What is required –
Would you repeat every line below exactly, please?

Data provided –
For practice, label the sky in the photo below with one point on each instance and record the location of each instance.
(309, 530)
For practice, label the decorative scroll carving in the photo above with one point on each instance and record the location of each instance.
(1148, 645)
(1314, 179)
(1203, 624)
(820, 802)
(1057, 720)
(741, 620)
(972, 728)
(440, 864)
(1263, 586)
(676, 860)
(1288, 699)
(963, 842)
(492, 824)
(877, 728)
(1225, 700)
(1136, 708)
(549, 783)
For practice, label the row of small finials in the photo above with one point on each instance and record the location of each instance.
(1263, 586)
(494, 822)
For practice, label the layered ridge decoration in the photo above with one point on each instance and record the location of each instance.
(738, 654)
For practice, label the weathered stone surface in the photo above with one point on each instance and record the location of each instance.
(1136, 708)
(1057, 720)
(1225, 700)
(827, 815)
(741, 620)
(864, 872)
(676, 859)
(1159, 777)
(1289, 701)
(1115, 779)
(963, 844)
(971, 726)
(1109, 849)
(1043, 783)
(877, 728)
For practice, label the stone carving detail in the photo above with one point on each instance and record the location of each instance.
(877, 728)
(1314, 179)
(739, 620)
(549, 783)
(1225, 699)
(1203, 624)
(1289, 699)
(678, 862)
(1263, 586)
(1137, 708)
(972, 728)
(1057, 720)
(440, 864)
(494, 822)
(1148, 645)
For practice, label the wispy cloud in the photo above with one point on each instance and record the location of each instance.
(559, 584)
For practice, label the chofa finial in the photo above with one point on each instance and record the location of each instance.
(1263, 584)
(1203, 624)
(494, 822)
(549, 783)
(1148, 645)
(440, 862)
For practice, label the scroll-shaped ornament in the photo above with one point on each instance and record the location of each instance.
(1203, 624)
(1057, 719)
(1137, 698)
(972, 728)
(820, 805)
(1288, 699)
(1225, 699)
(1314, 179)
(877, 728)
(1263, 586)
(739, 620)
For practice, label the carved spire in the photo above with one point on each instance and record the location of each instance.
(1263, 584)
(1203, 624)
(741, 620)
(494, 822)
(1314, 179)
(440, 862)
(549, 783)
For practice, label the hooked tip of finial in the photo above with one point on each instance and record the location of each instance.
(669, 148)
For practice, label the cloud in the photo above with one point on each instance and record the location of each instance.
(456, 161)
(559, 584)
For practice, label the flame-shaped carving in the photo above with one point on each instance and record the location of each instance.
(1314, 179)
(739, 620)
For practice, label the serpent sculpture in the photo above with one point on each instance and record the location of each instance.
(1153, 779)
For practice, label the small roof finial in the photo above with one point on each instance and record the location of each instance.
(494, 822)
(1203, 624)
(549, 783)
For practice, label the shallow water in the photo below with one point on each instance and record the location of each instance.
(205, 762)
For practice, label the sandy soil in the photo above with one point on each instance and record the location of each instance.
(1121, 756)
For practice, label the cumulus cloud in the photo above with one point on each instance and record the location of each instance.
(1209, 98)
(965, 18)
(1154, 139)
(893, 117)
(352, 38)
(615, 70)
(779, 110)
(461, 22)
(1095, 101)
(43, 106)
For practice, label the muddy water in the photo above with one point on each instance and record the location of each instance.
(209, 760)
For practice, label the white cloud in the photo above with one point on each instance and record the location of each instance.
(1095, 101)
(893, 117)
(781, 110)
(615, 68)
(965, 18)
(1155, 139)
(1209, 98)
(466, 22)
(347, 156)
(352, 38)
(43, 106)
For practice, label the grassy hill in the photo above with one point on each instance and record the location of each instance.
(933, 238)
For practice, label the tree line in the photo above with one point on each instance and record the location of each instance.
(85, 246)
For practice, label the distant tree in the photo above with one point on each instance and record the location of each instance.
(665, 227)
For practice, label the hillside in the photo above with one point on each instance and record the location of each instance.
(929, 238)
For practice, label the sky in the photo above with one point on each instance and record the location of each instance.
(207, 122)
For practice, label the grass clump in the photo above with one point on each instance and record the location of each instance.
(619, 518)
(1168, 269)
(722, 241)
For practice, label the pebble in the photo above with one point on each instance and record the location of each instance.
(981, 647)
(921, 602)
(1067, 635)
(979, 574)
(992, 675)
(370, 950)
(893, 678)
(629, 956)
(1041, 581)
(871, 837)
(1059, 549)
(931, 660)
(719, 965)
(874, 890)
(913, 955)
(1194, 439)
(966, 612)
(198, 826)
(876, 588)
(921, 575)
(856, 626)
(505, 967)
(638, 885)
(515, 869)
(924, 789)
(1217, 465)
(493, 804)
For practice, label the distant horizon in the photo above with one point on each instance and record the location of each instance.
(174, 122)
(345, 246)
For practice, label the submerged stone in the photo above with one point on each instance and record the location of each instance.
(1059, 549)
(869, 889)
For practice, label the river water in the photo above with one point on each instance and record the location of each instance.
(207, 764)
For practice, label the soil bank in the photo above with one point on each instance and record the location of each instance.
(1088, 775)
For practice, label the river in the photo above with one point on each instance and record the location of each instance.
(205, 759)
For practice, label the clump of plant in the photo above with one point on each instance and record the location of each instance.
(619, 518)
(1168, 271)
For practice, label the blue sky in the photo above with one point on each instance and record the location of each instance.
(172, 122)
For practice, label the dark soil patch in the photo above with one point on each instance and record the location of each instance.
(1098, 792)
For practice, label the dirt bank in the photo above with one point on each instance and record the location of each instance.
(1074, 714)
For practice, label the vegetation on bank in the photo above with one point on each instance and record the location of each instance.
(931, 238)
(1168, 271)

Answer section –
For practice, label the sky in the photo below with one point on each instance and record the location of each instance.
(309, 530)
For practice, label the decorative scroll carving in the photo above with one point on each instance and record the location of each instance.
(1148, 645)
(1314, 179)
(1203, 624)
(820, 802)
(1057, 720)
(741, 620)
(972, 728)
(440, 864)
(1263, 586)
(676, 860)
(1288, 699)
(963, 842)
(492, 824)
(877, 728)
(1225, 700)
(1136, 708)
(549, 783)
For practice, label the row of small finials in the photo above with one point on each instance and record the location of each instance.
(1263, 586)
(494, 822)
For practice, label the layered ridge decoration in the photo above with one point on each instance and record the location of each instance.
(738, 654)
For practice, label the weathered stone surface in the photo above with one point on each instance and record the location of each instance.
(1136, 708)
(1057, 720)
(1225, 700)
(827, 815)
(741, 620)
(864, 872)
(676, 859)
(1159, 777)
(1289, 701)
(1115, 779)
(963, 844)
(971, 726)
(1109, 849)
(1043, 783)
(877, 728)
For practice, label the stone carving detail in the photo above with one point on each instance and record the location of each instance.
(877, 728)
(1314, 179)
(739, 620)
(549, 783)
(1225, 699)
(1203, 624)
(1289, 699)
(678, 862)
(1263, 586)
(1137, 708)
(972, 728)
(1057, 720)
(440, 864)
(494, 822)
(1148, 645)
For practice, label the wispy cloud in the photo above with one point on each instance and record the location of each instance.
(559, 584)
For practice, label the chofa finial in the photo above with one point on each instance and record the location of each instance.
(1263, 584)
(1203, 624)
(494, 822)
(549, 783)
(1148, 645)
(440, 862)
For practice, label the scroll-shaped ornament in the photo above with one point on each instance and record the location of each instance.
(1203, 624)
(1057, 719)
(1137, 698)
(972, 728)
(820, 805)
(1288, 699)
(1225, 699)
(1314, 179)
(877, 728)
(1263, 586)
(739, 620)
For practice, label the carved spire in the photo above with one point on each instance and record the location of each instance.
(1263, 584)
(1203, 624)
(741, 620)
(494, 822)
(1314, 179)
(440, 862)
(549, 783)
For practice, label the hooked tip of finial in the photo above with one point on each instance and record the location of each instance.
(669, 148)
For practice, label the cloud in the photo above with one point on each instance and record the location of each instance.
(456, 161)
(559, 584)
For practice, label the flame-shaped carving in the photo above with one point on each instance and record the location of each instance.
(1314, 179)
(739, 620)
For practice, label the serpent sculpture in the photo above with one point on each instance and record the location of each instance.
(1153, 779)
For practice, label the small roof finial in the photo above with one point on each instance and record the location of each instance.
(494, 822)
(1203, 624)
(549, 783)
For practice, label the shallow water in the photo below with one point on each instance and record the location of each instance.
(205, 762)
For practice, label the sandy soil in the photo above with one point on each instance and record the location of each instance.
(1121, 756)
For practice, label the cumulus cloud in the photo above with one point on each instance and record the location of each instance.
(1209, 98)
(965, 18)
(1154, 139)
(893, 117)
(352, 38)
(615, 70)
(779, 110)
(461, 22)
(1095, 101)
(43, 106)
For practice, label the muddy water in the photo above with one point on each instance and record the location of each instance.
(209, 760)
For practice, label the white cloud in the photo above with one point on each instance and record the location of each instance.
(1095, 101)
(893, 117)
(781, 110)
(615, 68)
(965, 18)
(1155, 139)
(1209, 98)
(466, 22)
(347, 156)
(352, 38)
(43, 106)
For practice, label the grassy hill in the photo above with one point on each instance and record the location of each instance.
(933, 238)
For practice, label the tree line in the photo above with one point on each instance and record the location of each instance.
(85, 246)
For practice, label the distant tree in the photo above with one point on each instance and record the location of each instance.
(665, 227)
For practice, label the hillside in the photo above with one point on each instance and record the location of each instance.
(929, 238)
For practice, label the sky in the photo above with one point on each instance and record the location of each instance.
(207, 122)
For practice, label the grass clump in the photo above with one point on each instance and record the location of each instance.
(619, 518)
(1168, 269)
(722, 241)
For practice, label the pebble in the photo above with one point on each instance and record the location of each instance.
(981, 647)
(921, 602)
(1067, 635)
(979, 574)
(992, 675)
(370, 950)
(893, 678)
(629, 956)
(1041, 581)
(871, 837)
(1059, 549)
(931, 660)
(719, 965)
(874, 890)
(913, 955)
(1194, 439)
(966, 612)
(198, 826)
(876, 588)
(921, 575)
(856, 626)
(505, 967)
(638, 885)
(515, 869)
(924, 789)
(1217, 465)
(493, 804)
For practice, label the distant horizon in the photo above with one point on each instance and record the location of each instance.
(174, 122)
(345, 246)
For practice, label the submerged stone in the photo above with one point on each instance and record the location of each instance.
(1059, 549)
(869, 889)
For practice, label the river water in the photo above with one point on each instance and record the location of each instance.
(207, 764)
For practice, label the soil bank in the photo above with one point on each instance and record the location of each instance.
(1088, 775)
For practice, label the river in the photo above with one point on each instance and record the location of each instance.
(205, 759)
For practice, label the clump of plant in the photo above with one point on each instance and record the location of each instance.
(619, 518)
(1168, 271)
For practice, label the blue sky in the photo above with one point on each instance and record the location of each instance.
(172, 122)
For practice, label the dark soil patch in the photo above with one point on each instance and record the location of each instance.
(1098, 792)
For practice, label the dirt bank in the photo above with one point on each instance and record the location of each instance.
(1074, 714)
For practice, label the vegetation on bank in the photo above with one point on each instance and record the location of each instance.
(931, 238)
(1168, 271)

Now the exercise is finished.